=== Given problem 1 ===
Count the lines in the records that contain the string "church", treating uppercase and lowercase as different. Reply with only the number.

TRIANGLE OF INFLUENCE: Part 4
- Mar 22
- 3 min read
Player. Coach. parent
Part 4 of 6-Part Series
Part Four: Junior and College Hockey (Ages
17–23)

The Triangle Stretches
When a player moves into junior or college hockey, the triangle undergoes a significant structural change.
The coach is now a professional. The team is a business with organizational
goals. And the parent, for the first time, is not in the same city.
This physical distance is both a challenge and an opportunity. Players who have been given agency and taught to self-advocate tend to thrive. Players who were managed by their parents and never learned to navigate adult relationships on their own often struggle — not just on the
ice, but off it.

=== Supplied records ===
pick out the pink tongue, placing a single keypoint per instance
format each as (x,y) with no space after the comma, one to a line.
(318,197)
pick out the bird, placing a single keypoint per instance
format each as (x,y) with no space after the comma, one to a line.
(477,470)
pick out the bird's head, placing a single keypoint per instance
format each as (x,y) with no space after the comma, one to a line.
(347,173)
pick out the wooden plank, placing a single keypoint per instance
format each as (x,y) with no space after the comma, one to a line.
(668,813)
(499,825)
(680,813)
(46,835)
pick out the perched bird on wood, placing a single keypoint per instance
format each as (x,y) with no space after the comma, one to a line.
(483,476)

--

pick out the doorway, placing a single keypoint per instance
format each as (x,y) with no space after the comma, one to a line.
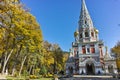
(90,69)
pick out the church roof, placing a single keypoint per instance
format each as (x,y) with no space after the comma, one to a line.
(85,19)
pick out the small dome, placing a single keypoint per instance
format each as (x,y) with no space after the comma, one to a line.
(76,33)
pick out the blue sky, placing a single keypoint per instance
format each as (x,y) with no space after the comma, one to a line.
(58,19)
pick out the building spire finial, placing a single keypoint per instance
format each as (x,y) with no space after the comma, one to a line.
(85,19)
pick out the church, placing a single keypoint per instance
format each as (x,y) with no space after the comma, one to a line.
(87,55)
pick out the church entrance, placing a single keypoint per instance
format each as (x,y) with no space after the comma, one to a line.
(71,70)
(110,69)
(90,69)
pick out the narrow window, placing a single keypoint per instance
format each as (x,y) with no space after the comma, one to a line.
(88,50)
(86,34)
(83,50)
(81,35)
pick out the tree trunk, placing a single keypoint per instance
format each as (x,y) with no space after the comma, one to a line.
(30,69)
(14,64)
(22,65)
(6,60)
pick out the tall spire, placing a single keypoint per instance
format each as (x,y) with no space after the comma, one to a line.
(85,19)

=== Given problem 2 ===
According to the hockey article, who becomes a professional when a player moves into junior or college hockey?

=== Exercise response 1 ===
3

=== Exercise response 2 ===
The coach.